### What you have to do
In the homeschool curriculum review below, edit the passage between "Jeannie Fulbright has" and "schedules are included.", inclusive, so that "comb-bound" replaces "spiral-bound", and give the passage again.

### Extract provided
⁂
We use Apologia curriculum in our homeschool primarily because of the creationist perspective, and notebooking is a great way to incorporate hands-on learning as well as document the subject being taught. Here is a product that will help you get the most out of the Apologia's Exploring Creation series.
Jeannie Fulbright has several notebooking journals available. I received the Botany
Notebooking Journal, which is to be used with Exploring
Creation with Botany, a botany course for elementary-age children. There are 186 spiral-bound pages plus mini-book pages for all 13 chapters of the above-mentioned text. At the beginning of the journal is a 26-week schedule for completing Exploring
Creation with Botany and using the Botany Notebooking
Journal. Colder climate alternative schedules are included.
Each chapter has several activities: pages divided into sections (with writing guidelines and boxes to jot down fascinating facts), review questions (some of which may frustrate young writers due to the lack of enough space to write answers), templates for recording information learned during the textbook activities, and applicable Scripture copywork (with verses in both printing and cursive). Vocabulary crosswords provide an excellent review of the words introduced in each chapter. Dig in Deeper pages suggest many additional activities you can do with your child. For example, the chapter on pollination suggests visiting a bee farm, raising butterflies, and shaking pollen from a flower onto black paper and studying it under a microscope.
⁂
### Raw data

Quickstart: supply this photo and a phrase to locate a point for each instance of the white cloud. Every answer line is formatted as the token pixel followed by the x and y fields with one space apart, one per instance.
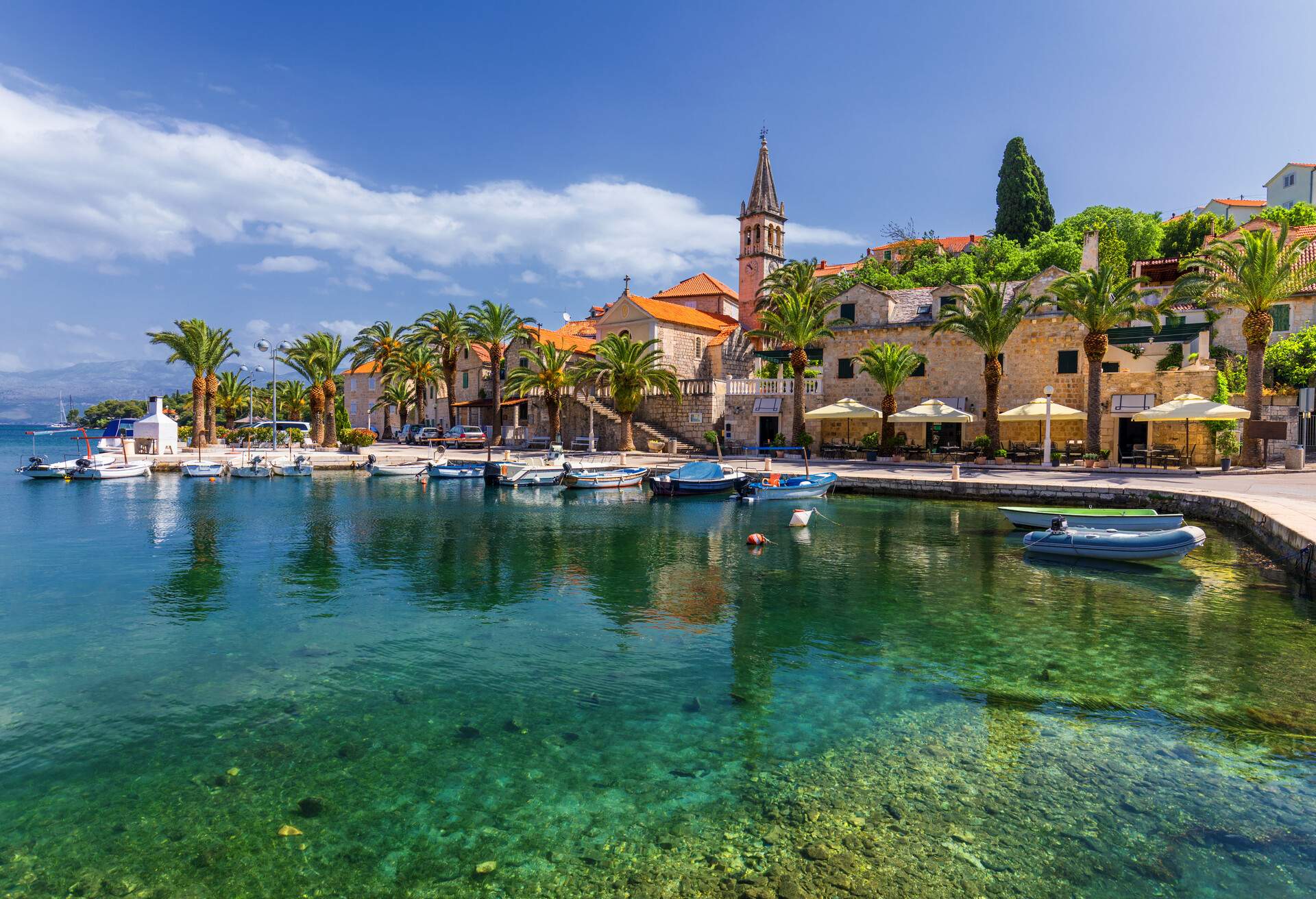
⁂
### Task solution
Jeannie Fulbright has several notebooking journals available. I received the Botany
Notebooking Journal, which is to be used with Exploring
Creation with Botany, a botany course for elementary-age children. There are 186 comb-bound pages plus mini-book pages for all 13 chapters of the above-mentioned text. At the beginning of the journal is a 26-week schedule for completing Exploring
Creation with Botany and using the Botany Notebooking
Journal. Colder climate alternative schedules are included.